[Task to complete] Find the string "with" in the data, and copy out each line that has it.

[Records from a dataset]
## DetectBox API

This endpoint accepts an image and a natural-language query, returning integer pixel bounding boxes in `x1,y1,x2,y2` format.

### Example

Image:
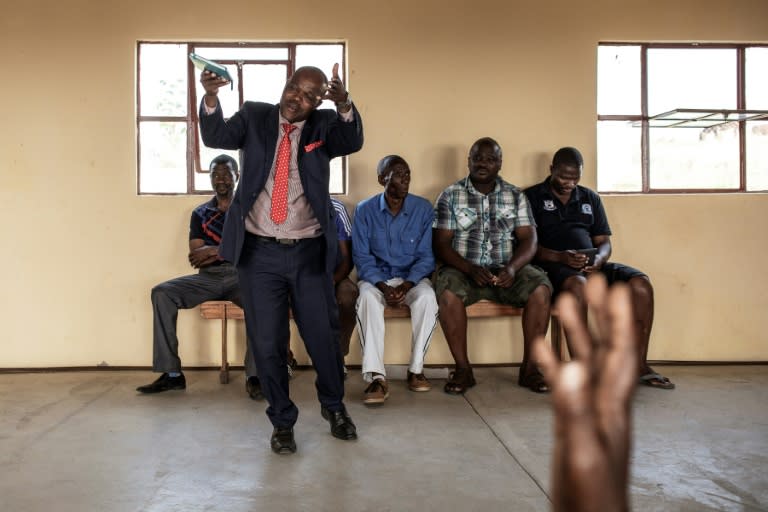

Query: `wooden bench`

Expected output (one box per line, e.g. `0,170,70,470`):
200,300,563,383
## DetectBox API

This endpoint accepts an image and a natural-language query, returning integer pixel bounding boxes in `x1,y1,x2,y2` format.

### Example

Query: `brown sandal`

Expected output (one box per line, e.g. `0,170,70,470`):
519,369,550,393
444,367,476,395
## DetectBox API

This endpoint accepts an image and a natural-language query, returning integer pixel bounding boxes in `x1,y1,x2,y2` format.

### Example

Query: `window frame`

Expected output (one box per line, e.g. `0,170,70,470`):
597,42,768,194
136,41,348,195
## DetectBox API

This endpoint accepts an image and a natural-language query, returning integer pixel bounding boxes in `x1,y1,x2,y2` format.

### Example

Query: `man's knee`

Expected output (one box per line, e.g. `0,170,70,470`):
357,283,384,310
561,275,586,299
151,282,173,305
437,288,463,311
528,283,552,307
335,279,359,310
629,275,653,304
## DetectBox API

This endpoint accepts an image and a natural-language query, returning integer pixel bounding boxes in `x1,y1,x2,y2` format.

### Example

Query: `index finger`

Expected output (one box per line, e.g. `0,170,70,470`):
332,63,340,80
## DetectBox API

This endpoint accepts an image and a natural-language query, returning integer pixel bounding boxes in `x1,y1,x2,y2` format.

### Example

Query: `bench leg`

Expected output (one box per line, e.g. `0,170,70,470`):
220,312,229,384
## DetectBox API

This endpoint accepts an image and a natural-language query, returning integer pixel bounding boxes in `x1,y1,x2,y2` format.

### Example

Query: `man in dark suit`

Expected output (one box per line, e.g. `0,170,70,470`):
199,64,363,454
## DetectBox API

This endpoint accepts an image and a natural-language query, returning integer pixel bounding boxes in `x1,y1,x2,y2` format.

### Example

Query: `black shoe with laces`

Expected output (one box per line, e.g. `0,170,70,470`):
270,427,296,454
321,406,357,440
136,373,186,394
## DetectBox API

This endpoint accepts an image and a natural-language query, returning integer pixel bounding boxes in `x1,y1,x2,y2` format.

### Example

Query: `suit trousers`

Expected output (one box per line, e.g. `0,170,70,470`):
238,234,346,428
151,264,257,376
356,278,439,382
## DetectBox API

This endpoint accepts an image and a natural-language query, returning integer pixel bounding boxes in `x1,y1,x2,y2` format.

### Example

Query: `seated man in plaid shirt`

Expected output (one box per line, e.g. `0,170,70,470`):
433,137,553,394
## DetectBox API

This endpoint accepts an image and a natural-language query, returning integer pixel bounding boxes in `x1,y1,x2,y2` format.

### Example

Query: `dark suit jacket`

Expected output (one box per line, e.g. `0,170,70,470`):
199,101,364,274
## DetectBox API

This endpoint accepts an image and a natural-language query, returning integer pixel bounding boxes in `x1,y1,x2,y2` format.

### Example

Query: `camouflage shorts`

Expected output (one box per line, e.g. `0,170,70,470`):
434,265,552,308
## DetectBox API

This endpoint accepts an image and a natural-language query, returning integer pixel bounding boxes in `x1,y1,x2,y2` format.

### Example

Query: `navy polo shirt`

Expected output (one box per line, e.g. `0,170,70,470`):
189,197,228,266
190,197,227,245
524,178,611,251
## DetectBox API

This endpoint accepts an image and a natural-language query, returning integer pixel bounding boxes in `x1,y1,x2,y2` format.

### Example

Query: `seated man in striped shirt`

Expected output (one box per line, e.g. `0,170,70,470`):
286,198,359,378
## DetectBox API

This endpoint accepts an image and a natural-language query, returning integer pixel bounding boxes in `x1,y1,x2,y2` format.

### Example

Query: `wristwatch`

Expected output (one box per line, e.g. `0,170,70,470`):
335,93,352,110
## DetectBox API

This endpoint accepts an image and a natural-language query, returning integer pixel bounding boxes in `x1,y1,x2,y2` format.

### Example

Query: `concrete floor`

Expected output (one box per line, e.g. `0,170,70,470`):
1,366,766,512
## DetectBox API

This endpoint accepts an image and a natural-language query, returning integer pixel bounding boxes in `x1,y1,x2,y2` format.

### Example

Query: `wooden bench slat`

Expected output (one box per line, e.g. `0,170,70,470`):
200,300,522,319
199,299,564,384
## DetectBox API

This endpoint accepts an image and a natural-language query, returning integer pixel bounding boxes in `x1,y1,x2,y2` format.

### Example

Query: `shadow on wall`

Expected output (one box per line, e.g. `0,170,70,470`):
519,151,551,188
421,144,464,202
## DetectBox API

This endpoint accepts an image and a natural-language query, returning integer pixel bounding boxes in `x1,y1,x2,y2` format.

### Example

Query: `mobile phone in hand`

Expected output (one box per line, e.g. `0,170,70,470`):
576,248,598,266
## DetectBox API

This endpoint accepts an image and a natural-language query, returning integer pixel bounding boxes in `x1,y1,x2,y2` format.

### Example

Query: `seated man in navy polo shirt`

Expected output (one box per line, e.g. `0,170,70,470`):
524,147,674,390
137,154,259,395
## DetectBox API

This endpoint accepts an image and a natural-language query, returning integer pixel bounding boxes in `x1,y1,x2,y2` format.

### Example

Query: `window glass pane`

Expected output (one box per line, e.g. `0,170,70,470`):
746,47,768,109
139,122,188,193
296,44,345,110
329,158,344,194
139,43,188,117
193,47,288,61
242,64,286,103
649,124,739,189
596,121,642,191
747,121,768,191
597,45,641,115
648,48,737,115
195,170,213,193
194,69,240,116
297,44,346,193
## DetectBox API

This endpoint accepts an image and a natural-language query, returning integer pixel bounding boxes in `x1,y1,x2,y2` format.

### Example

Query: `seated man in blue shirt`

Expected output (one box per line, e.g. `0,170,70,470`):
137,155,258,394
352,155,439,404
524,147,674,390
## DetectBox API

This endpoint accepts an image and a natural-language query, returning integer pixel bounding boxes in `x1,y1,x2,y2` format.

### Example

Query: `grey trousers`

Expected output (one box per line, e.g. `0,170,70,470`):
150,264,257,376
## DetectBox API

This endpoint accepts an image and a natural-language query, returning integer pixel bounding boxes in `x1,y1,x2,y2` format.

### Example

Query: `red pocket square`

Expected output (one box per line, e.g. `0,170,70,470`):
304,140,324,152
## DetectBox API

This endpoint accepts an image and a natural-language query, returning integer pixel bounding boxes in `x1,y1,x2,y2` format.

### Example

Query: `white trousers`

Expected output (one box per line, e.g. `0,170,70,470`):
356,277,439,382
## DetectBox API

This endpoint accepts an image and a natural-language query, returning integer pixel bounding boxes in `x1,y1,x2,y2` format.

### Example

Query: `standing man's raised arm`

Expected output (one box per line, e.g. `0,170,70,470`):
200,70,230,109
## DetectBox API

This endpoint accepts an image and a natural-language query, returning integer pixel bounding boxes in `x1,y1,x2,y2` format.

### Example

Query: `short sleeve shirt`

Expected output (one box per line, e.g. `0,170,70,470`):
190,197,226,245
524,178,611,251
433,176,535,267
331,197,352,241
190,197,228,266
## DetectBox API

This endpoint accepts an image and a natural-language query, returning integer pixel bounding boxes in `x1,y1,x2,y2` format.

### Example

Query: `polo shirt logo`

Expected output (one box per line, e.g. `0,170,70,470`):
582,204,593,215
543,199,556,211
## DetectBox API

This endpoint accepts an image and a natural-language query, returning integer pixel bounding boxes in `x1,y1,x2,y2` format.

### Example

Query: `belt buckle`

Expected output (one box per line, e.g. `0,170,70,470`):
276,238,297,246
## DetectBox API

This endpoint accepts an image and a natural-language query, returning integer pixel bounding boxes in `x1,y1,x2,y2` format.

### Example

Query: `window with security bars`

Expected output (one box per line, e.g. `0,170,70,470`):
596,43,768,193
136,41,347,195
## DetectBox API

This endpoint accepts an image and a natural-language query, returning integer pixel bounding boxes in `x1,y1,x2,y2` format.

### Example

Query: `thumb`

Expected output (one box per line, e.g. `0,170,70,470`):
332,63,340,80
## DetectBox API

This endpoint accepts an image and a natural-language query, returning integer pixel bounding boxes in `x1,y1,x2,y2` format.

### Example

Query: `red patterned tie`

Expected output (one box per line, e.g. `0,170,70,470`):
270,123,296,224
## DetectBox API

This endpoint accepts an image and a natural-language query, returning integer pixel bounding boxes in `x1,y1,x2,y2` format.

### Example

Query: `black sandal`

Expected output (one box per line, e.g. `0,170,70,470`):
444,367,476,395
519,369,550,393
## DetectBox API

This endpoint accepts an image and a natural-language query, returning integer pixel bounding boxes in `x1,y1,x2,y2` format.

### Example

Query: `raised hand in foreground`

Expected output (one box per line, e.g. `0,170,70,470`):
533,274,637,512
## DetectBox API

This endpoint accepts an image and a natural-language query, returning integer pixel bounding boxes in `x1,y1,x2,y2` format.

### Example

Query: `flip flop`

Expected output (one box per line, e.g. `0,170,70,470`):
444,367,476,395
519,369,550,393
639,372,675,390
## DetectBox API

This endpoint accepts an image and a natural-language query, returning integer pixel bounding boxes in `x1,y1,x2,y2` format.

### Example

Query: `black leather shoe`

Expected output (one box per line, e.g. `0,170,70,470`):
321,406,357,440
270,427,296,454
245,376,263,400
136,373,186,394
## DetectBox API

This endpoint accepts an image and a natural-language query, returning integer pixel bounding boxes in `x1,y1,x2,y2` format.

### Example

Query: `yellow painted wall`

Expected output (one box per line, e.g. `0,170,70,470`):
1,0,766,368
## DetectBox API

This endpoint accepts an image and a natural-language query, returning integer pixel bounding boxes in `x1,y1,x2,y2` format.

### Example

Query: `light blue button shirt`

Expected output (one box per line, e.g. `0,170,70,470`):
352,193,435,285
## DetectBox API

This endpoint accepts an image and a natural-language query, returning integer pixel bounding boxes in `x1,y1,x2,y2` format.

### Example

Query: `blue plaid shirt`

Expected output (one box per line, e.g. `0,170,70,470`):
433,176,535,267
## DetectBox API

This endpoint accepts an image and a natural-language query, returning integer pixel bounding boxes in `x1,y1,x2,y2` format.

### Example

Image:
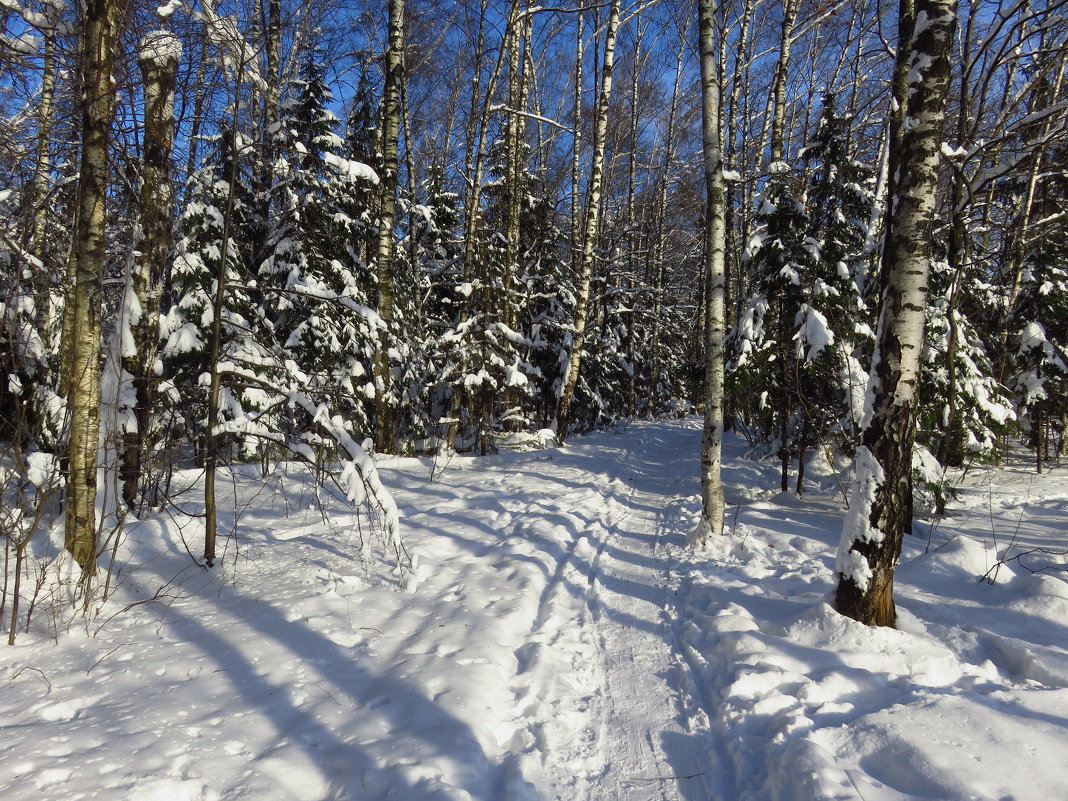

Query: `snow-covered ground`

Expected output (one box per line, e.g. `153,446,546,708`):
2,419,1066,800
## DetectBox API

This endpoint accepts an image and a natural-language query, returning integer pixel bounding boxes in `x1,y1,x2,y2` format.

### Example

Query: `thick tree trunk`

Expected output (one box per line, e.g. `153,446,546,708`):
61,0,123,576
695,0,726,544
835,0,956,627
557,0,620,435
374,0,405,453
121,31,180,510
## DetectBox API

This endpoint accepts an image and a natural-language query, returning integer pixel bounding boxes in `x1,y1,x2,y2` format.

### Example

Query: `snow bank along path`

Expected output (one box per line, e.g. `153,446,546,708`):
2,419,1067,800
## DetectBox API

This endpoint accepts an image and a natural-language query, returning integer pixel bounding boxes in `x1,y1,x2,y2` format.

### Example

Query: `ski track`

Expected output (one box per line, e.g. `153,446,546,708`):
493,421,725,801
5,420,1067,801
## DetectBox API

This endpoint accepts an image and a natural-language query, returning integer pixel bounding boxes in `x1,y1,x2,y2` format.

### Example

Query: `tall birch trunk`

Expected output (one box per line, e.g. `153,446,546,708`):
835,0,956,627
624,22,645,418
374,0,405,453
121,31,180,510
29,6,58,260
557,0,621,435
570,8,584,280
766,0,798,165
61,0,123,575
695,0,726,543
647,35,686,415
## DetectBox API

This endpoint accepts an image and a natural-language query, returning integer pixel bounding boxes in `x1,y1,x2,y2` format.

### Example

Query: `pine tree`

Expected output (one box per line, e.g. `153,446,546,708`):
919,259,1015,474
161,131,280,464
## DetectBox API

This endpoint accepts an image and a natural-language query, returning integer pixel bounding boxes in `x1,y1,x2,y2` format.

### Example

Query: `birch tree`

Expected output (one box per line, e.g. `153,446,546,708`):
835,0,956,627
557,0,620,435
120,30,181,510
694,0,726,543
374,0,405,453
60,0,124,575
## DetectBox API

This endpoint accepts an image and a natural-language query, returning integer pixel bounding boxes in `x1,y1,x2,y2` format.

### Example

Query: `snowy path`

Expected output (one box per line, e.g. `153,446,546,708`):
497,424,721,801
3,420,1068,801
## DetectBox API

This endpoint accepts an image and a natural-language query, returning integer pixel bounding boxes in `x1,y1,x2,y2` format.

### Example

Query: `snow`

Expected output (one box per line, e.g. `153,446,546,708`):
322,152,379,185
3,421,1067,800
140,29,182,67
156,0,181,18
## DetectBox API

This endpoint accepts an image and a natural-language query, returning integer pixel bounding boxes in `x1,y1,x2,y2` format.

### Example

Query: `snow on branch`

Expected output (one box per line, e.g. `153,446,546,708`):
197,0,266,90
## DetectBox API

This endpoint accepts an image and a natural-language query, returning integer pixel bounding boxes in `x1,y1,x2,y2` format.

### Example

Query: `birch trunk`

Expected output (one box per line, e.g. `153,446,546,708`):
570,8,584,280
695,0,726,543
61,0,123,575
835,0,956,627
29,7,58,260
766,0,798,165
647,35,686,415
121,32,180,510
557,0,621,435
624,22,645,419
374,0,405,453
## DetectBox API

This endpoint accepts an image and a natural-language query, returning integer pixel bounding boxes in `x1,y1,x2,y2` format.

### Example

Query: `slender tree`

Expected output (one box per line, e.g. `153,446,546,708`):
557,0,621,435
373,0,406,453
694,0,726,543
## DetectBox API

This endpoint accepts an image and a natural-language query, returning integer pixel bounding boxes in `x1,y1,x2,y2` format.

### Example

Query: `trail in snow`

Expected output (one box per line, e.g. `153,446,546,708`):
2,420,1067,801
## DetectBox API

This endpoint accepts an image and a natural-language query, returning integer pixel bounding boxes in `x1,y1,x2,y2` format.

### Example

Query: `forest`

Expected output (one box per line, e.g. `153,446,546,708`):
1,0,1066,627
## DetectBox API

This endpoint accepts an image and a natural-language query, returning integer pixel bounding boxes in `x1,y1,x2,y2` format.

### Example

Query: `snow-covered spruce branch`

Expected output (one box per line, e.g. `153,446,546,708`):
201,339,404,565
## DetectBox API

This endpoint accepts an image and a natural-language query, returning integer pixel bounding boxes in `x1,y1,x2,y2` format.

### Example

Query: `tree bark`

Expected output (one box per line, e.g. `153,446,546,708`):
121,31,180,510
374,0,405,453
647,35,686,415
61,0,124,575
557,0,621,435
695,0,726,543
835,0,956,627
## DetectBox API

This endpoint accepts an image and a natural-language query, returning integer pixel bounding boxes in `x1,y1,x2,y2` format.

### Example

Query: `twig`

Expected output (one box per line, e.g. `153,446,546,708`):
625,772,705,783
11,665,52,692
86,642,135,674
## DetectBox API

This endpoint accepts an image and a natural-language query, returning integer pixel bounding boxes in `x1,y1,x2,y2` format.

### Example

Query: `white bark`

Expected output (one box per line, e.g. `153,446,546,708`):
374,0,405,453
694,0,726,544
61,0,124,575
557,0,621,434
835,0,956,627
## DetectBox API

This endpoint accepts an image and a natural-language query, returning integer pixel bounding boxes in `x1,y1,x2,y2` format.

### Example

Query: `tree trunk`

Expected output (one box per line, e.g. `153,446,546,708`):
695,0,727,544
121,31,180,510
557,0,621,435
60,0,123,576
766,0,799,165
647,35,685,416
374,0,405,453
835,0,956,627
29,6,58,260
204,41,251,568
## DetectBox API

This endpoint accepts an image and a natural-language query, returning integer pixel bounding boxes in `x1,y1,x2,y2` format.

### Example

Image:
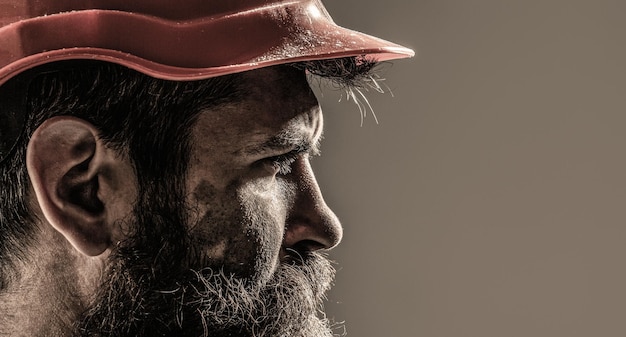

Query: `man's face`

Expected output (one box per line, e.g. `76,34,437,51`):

[Your solution]
Query: `black shoe with laces`
Query: `window with security bars`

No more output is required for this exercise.